START Information
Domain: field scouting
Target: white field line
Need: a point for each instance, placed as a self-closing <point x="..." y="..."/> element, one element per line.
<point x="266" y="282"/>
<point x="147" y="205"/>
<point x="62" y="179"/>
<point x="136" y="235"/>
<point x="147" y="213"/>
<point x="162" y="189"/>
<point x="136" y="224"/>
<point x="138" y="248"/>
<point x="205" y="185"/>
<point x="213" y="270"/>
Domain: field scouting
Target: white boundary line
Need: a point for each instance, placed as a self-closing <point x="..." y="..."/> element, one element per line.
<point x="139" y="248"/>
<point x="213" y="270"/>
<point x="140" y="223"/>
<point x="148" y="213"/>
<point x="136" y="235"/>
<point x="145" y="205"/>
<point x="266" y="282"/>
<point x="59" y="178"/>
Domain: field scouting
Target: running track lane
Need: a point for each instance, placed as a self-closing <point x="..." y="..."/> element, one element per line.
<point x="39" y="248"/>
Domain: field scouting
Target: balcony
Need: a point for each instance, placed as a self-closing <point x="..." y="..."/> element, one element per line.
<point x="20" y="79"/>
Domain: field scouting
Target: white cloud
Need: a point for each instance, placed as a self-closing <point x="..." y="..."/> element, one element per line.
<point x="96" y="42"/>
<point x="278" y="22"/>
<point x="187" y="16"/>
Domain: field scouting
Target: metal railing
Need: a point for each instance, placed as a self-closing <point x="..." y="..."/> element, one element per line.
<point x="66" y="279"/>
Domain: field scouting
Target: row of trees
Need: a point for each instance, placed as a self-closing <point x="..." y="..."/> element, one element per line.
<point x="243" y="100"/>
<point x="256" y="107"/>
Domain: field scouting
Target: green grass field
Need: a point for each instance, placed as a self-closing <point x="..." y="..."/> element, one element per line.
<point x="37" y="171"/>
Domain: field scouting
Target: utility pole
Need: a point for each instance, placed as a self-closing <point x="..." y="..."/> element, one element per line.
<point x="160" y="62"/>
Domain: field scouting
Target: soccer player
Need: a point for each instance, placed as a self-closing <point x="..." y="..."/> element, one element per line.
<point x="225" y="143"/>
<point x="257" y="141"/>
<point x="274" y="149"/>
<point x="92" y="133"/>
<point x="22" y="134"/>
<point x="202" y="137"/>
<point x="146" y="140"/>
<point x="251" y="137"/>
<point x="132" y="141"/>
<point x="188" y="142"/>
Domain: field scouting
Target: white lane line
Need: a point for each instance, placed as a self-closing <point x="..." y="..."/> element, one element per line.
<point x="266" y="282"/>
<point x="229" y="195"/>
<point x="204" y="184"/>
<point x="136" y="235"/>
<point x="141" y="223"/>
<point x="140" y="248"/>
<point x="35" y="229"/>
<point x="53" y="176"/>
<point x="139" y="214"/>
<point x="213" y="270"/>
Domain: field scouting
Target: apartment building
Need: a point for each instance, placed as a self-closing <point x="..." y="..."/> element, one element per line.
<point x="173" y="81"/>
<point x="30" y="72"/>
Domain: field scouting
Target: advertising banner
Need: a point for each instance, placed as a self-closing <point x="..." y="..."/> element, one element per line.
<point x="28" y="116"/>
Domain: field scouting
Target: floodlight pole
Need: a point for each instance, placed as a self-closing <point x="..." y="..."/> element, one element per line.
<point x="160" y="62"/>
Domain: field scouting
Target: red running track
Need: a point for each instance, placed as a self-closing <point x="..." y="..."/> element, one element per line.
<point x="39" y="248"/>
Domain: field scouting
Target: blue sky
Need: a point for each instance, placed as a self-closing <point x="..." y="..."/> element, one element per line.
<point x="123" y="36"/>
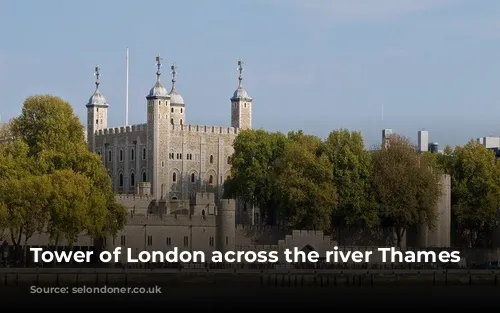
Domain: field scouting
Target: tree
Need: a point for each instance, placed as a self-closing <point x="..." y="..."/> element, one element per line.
<point x="253" y="177"/>
<point x="50" y="150"/>
<point x="406" y="184"/>
<point x="306" y="186"/>
<point x="351" y="167"/>
<point x="475" y="181"/>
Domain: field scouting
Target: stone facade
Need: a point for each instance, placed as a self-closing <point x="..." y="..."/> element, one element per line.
<point x="176" y="158"/>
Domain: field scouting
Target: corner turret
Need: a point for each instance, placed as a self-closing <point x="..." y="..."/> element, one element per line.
<point x="241" y="104"/>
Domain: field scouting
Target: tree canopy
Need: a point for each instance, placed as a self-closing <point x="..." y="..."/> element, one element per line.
<point x="50" y="182"/>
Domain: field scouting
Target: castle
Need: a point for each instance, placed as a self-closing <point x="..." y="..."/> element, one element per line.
<point x="169" y="175"/>
<point x="176" y="159"/>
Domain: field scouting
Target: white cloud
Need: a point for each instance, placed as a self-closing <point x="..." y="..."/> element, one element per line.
<point x="362" y="10"/>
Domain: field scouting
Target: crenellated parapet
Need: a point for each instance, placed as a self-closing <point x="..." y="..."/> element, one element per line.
<point x="204" y="129"/>
<point x="122" y="130"/>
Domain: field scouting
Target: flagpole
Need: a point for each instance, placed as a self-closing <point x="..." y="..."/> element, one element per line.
<point x="126" y="94"/>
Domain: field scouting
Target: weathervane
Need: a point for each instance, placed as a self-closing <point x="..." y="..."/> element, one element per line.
<point x="97" y="74"/>
<point x="158" y="65"/>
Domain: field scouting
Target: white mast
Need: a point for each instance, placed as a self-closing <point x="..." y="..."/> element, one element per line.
<point x="126" y="95"/>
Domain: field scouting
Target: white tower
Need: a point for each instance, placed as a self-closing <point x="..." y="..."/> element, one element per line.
<point x="97" y="112"/>
<point x="158" y="123"/>
<point x="177" y="106"/>
<point x="241" y="104"/>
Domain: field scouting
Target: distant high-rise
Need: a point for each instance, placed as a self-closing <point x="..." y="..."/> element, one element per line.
<point x="434" y="147"/>
<point x="386" y="133"/>
<point x="423" y="141"/>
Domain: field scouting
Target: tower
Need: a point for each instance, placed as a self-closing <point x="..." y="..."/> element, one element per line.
<point x="97" y="112"/>
<point x="423" y="141"/>
<point x="158" y="102"/>
<point x="241" y="104"/>
<point x="177" y="106"/>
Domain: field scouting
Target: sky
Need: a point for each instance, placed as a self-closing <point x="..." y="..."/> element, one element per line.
<point x="311" y="65"/>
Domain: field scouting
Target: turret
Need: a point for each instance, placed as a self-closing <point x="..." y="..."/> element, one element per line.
<point x="177" y="106"/>
<point x="97" y="112"/>
<point x="226" y="225"/>
<point x="241" y="104"/>
<point x="158" y="101"/>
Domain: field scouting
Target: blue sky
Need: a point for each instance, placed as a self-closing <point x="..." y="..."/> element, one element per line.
<point x="315" y="65"/>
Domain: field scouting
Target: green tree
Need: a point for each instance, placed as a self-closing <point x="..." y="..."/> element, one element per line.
<point x="54" y="143"/>
<point x="475" y="181"/>
<point x="351" y="166"/>
<point x="253" y="177"/>
<point x="406" y="184"/>
<point x="306" y="186"/>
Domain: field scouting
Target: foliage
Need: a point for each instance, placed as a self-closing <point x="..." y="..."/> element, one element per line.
<point x="406" y="185"/>
<point x="351" y="165"/>
<point x="306" y="186"/>
<point x="475" y="184"/>
<point x="49" y="180"/>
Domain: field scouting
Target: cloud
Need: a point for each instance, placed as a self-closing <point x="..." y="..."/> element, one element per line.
<point x="363" y="10"/>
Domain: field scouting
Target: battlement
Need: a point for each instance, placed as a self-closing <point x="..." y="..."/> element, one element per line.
<point x="307" y="233"/>
<point x="203" y="198"/>
<point x="121" y="130"/>
<point x="170" y="220"/>
<point x="261" y="228"/>
<point x="134" y="197"/>
<point x="227" y="205"/>
<point x="205" y="129"/>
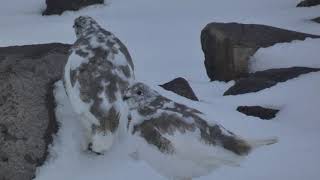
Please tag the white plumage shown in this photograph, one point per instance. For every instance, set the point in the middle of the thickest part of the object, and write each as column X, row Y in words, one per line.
column 177, row 141
column 98, row 71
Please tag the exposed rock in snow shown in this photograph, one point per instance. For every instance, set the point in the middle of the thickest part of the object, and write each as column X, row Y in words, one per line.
column 308, row 3
column 59, row 6
column 229, row 46
column 258, row 111
column 181, row 87
column 264, row 79
column 27, row 118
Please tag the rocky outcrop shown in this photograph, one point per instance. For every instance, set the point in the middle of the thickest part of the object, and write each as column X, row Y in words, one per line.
column 181, row 87
column 258, row 111
column 308, row 3
column 264, row 79
column 27, row 118
column 228, row 46
column 59, row 6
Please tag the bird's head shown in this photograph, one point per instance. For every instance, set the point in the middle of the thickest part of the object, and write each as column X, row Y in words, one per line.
column 139, row 95
column 84, row 25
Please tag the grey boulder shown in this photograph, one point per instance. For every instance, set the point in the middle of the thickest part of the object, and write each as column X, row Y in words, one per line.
column 265, row 79
column 27, row 118
column 228, row 46
column 59, row 6
column 258, row 111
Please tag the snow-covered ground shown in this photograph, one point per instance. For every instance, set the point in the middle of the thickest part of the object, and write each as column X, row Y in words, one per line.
column 163, row 38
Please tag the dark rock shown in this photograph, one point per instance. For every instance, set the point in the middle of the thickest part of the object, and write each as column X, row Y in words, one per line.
column 308, row 3
column 258, row 111
column 264, row 79
column 228, row 46
column 27, row 119
column 316, row 19
column 59, row 6
column 181, row 87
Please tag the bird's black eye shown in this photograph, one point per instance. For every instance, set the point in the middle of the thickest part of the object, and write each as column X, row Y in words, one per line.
column 139, row 93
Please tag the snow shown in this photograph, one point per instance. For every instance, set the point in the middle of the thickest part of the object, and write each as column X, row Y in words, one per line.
column 163, row 38
column 301, row 53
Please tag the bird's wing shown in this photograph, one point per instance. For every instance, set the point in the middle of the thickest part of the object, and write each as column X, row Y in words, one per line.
column 72, row 86
column 172, row 133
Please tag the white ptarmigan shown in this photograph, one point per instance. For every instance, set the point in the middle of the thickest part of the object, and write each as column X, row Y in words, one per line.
column 176, row 140
column 98, row 71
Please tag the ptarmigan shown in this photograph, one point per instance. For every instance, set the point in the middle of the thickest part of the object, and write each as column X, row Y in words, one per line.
column 175, row 139
column 96, row 75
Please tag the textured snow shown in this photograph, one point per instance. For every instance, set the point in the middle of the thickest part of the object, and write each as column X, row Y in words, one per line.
column 163, row 38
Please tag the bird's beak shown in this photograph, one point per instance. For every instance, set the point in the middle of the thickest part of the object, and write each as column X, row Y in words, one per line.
column 125, row 98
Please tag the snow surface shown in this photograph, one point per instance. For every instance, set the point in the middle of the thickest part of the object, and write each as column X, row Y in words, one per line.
column 163, row 38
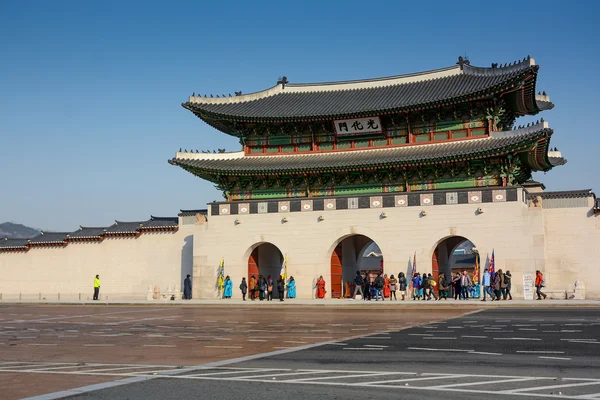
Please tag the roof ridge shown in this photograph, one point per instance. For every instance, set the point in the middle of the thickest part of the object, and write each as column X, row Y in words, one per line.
column 284, row 87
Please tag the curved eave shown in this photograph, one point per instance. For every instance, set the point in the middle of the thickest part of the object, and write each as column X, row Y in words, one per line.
column 523, row 97
column 160, row 229
column 557, row 161
column 85, row 239
column 48, row 244
column 122, row 234
column 19, row 249
column 530, row 142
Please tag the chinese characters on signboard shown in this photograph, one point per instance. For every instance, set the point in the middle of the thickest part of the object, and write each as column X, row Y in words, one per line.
column 357, row 126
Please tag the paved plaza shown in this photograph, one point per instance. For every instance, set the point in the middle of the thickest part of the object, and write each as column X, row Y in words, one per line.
column 335, row 351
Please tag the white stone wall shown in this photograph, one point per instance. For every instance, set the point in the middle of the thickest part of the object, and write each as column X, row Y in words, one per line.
column 561, row 242
column 516, row 232
column 572, row 243
column 127, row 266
END Information
**Problem statement**: In this exercise, copy only the lines from the opening line of the material through the line where "Target: white boundary line" appears.

**Solution to this problem**:
Domain: field scouting
Target: white field line
Need: a point for each instance, placed as a self-closing <point x="..." y="..."/> element, one element per line.
<point x="266" y="282"/>
<point x="147" y="205"/>
<point x="62" y="179"/>
<point x="136" y="235"/>
<point x="147" y="213"/>
<point x="162" y="189"/>
<point x="136" y="224"/>
<point x="138" y="248"/>
<point x="205" y="185"/>
<point x="213" y="270"/>
Domain: field scouting
Target: white boundary line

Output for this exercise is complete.